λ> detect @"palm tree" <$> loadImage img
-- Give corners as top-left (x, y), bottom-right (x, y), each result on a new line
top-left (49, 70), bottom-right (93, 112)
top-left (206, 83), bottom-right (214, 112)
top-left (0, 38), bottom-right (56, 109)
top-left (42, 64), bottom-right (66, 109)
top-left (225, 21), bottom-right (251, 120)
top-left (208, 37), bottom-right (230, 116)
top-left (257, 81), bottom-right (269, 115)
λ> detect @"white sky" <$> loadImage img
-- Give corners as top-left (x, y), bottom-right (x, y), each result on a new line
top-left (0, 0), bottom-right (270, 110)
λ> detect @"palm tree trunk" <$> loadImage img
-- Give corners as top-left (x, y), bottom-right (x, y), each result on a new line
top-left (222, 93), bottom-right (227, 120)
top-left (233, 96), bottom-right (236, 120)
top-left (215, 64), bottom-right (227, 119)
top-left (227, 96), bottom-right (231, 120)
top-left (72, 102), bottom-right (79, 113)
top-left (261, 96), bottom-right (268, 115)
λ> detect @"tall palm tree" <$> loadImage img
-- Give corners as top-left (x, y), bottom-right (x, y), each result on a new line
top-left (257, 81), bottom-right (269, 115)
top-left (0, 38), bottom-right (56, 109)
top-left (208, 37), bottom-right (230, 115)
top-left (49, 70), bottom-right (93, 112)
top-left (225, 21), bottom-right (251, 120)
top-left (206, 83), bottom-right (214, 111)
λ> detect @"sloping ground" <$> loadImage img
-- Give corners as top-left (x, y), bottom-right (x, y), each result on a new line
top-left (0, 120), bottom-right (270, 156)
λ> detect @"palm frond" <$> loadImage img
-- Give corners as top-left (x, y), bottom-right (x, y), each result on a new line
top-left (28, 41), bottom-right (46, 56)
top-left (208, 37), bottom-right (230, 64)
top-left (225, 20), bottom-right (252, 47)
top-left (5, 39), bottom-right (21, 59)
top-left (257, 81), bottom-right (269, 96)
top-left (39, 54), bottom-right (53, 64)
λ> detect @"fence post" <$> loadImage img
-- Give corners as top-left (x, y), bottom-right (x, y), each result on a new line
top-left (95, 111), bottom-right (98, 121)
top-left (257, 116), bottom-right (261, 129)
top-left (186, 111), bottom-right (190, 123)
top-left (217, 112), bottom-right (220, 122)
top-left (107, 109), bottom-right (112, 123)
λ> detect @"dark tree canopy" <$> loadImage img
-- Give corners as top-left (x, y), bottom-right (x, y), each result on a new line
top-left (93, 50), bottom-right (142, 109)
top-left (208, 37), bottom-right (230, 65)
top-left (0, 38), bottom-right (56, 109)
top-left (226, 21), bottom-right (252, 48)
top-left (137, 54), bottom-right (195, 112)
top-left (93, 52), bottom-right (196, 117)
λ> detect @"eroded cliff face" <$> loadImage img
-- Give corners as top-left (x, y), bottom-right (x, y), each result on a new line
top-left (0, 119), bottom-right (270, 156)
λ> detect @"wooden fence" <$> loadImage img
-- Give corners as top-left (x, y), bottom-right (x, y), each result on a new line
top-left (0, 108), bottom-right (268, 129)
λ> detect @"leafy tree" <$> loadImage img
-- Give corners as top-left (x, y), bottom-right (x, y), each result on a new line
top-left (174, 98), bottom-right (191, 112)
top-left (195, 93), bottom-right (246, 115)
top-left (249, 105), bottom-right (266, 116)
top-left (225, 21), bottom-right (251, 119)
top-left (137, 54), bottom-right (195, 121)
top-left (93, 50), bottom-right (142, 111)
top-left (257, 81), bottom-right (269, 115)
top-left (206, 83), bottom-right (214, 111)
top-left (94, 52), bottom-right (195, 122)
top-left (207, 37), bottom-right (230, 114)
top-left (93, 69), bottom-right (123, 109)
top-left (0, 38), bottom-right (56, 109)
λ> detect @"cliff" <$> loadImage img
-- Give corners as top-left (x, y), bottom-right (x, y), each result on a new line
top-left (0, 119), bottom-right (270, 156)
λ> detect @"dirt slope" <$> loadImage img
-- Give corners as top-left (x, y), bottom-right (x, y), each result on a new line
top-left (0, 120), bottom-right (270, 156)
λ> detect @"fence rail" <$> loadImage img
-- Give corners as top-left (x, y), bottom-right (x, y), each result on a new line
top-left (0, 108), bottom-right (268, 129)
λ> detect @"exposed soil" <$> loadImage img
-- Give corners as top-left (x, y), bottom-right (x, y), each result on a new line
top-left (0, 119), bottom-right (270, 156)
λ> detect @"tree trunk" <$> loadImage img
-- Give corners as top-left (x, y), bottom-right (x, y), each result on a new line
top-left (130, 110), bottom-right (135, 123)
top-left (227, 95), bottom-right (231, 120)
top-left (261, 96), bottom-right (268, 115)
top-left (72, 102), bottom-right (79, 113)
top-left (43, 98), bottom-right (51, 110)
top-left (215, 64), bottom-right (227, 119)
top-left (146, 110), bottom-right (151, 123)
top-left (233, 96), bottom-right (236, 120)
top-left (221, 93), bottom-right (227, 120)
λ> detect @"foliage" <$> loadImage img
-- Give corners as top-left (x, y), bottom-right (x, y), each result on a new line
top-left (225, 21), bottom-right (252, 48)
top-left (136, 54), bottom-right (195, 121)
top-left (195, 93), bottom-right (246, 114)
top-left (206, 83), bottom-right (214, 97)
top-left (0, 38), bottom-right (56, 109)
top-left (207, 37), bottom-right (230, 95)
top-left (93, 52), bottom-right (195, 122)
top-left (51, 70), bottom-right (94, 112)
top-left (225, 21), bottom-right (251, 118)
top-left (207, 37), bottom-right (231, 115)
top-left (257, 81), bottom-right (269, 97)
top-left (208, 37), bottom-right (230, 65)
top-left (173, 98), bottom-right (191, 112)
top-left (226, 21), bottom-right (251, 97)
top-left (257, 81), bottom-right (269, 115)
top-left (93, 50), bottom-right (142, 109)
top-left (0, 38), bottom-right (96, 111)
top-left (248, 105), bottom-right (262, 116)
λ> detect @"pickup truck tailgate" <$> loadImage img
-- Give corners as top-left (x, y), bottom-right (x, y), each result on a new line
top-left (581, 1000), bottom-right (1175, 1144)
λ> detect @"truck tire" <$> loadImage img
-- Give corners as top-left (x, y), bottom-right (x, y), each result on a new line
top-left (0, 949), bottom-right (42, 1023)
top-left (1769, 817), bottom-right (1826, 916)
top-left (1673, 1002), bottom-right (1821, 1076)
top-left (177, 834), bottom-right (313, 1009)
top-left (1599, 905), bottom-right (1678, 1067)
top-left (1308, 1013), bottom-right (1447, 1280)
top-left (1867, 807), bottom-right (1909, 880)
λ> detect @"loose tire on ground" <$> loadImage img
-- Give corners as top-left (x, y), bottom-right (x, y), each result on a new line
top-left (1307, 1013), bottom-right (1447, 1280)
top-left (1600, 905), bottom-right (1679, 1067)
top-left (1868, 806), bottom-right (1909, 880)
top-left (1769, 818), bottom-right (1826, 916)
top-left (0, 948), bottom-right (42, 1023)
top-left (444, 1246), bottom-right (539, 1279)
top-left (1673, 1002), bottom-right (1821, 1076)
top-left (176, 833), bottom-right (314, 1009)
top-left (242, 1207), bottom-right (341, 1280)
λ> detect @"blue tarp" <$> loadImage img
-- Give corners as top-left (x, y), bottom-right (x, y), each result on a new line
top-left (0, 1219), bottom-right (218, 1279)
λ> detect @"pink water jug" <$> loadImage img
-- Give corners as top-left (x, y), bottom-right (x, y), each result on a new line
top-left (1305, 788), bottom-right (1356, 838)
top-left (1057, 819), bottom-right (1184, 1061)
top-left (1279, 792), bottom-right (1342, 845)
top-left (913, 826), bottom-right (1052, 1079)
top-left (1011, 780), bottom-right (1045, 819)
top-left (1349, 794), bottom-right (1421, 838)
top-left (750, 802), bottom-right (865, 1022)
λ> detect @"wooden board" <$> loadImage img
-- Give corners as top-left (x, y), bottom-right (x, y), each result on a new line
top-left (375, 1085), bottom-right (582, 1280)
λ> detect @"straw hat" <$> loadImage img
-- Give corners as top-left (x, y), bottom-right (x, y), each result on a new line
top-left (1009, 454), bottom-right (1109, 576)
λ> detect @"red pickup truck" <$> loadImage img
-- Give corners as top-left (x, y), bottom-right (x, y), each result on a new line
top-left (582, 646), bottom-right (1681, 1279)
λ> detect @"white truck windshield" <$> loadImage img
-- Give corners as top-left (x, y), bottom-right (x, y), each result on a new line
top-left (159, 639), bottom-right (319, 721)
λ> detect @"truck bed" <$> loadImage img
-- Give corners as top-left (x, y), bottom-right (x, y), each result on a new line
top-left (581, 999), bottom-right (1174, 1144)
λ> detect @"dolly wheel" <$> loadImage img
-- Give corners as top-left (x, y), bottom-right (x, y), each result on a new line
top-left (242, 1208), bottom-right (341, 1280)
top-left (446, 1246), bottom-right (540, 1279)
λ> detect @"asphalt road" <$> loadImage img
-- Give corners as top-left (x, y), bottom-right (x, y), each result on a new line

+++++

## WHAT THE TASK REQUIRES
Show the lines above that include "truck".

## SOLVED EXERCISE
λ> detect @"pickup truck tailgate" <$> loadImage img
λ> detect @"truck tire" <$> loadImage img
λ> detect @"red pickup truck" <$> loadImage img
λ> detect @"white truck windshield" <$> loadImage img
λ> detect @"truck bed" <$> loadImage img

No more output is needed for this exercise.